Pull out every line of the rows that contains the word "dark".

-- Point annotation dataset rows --
- - - -
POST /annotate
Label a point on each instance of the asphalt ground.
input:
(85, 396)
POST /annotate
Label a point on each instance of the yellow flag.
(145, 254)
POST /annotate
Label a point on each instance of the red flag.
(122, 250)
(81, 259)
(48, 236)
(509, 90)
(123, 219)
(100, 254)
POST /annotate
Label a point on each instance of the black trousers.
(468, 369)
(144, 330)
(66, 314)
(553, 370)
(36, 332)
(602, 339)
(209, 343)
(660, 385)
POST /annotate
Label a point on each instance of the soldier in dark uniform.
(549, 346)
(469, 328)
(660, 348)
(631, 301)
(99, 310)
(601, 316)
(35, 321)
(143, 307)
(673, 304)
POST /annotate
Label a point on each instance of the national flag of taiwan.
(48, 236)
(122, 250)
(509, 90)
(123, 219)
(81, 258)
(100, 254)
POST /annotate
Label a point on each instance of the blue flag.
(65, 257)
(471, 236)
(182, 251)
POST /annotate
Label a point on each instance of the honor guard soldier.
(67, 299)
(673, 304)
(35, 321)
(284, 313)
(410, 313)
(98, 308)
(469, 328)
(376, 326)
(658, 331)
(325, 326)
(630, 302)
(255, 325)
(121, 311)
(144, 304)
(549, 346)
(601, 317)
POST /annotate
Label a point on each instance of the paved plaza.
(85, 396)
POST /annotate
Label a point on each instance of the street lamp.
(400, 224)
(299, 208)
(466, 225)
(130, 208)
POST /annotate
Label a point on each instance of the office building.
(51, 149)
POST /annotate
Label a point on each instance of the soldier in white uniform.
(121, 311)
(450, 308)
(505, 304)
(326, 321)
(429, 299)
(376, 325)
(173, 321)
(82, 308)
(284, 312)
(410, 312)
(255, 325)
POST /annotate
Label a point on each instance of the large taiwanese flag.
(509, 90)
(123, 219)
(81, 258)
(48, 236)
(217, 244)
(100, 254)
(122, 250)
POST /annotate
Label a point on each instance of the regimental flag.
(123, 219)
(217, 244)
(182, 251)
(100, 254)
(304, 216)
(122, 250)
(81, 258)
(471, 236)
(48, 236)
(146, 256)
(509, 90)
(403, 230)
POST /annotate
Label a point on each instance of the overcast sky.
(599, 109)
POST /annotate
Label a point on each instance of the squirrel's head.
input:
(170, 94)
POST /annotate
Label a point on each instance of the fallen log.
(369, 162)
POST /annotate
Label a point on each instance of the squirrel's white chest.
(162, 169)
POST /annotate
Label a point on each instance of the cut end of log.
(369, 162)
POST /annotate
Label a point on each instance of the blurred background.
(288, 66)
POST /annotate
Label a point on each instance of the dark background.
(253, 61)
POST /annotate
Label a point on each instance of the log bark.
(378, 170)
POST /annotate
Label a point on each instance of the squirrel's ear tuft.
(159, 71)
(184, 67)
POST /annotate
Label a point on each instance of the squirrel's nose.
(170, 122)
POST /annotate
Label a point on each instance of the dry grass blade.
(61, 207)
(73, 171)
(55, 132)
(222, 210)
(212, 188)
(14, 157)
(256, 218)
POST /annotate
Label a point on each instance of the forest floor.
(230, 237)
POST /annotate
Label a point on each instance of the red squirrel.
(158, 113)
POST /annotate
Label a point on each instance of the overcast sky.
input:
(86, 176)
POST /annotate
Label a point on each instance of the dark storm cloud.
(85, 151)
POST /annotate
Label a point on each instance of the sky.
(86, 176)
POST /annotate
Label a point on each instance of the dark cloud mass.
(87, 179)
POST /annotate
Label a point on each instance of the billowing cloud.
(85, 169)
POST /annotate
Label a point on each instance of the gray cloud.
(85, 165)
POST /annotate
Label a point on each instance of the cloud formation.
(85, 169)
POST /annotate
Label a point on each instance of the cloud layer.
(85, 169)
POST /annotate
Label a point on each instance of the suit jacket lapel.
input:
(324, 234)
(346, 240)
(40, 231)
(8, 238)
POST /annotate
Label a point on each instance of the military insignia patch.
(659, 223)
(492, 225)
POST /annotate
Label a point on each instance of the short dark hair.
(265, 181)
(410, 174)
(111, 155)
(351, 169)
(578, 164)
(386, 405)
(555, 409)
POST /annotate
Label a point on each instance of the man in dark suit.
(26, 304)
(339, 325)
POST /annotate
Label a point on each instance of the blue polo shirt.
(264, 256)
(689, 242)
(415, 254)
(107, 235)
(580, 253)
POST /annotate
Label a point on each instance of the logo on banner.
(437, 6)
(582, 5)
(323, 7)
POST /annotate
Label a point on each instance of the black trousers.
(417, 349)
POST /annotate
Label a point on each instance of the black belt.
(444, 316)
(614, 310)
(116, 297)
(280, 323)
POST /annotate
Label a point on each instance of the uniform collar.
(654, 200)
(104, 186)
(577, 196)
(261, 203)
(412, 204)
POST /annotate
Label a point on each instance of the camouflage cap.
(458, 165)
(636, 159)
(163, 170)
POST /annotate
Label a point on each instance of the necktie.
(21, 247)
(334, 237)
- - - -
-- Written response --
Label a point on each instance of the soldier in dark uniform.
Label a point on each instance of the dark background.
Label a point on each instance of the dark storm cloud.
Label a point on each instance of the dark cloud mass.
Label a point on each instance of the short dark hair.
Label a point on each instance of the man in dark suit.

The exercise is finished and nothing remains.